▸ **Brano da leggere**
Sveglierei i mille e mille occhi che lì riposano. Corpi e corpi adagiati sul fondo del nostro mare, Mar Mediterraneo, il loro camposanto.

Noi eravamo agiati turisti, lo abbiamo raccontato esagerando il coraggio e la paura. Ma chi è in fuga dal terrore, dall’orrore, dalla miseria. Chi muto su di un ennesimo “Gaura” parte verso una terra salvifica e in un tuffo a volo di gabbiano sprofonda fin dove la luce non penetra più, no, costui non può essere disturbato. Non si disturbano gli abitanti dei cimiteri. Si lasciano dormire in pace.

Per loro nessuna iscrizione, né date, né nomi in fila su di un muro. Non si alzano monumenti per “I naufraghi ignoti”. Volti sconosciuti, voci inascoltate, corpi perduti.

A far loro compagnia solo sculture in pietra, le bellissime statue sommerse, figure subacquee “viventi” di Jason deCaires Taylor.

Un atto di somma gentilezza, l’espiazione della colpa di Caino verso il “fratello” ucciso. Sì, la gentilezza è l’unica arma del perdono, l’unica forma di consacrazione della negazione del male..

Luci tra i rami, il mio giardino colpito da raggi di sole è una foresta pluviale.

(Voci salvate)

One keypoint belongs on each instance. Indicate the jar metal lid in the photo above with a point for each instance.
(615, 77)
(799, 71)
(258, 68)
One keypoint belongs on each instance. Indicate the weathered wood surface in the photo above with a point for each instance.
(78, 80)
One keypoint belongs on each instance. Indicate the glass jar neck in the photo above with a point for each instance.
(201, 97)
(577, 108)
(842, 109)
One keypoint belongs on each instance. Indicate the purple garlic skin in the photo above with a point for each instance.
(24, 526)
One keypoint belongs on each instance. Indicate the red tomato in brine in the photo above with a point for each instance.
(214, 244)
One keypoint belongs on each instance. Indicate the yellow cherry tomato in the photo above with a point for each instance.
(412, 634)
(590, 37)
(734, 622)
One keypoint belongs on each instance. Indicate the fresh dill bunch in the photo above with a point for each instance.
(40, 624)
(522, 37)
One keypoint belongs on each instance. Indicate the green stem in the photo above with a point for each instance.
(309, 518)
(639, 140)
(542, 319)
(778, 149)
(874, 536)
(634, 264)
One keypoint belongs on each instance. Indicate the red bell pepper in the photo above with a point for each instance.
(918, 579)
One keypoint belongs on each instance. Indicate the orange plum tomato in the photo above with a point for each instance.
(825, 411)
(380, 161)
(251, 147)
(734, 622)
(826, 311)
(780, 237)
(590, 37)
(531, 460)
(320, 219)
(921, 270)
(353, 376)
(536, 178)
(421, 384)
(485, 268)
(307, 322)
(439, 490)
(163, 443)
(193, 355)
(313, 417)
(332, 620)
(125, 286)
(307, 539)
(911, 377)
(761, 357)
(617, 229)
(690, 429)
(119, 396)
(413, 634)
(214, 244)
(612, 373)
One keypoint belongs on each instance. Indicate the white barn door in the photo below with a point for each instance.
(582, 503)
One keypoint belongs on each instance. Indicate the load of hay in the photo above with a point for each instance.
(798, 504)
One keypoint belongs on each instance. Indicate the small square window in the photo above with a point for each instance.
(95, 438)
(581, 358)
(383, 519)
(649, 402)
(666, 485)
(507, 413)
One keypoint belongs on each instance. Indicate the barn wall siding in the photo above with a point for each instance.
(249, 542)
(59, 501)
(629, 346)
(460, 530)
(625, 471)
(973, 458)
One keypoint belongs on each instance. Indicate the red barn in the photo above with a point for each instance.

▸ **Compito richiesto**
Per favore, riporta dal brano sui naufraghi del Mediterraneo il testo esatto che va da "Per loro nessuna" fino a "negazione del male.." compreso.

▸ **Risposta completa**
Per loro nessuna iscrizione, né date, né nomi in fila su di un muro. Non si alzano monumenti per “I naufraghi ignoti”. Volti sconosciuti, voci inascoltate, corpi perduti.

A far loro compagnia solo sculture in pietra, le bellissime statue sommerse, figure subacquee “viventi” di Jason deCaires Taylor.

Un atto di somma gentilezza, l’espiazione della colpa di Caino verso il “fratello” ucciso. Sì, la gentilezza è l’unica arma del perdono, l’unica forma di consacrazione della negazione del male..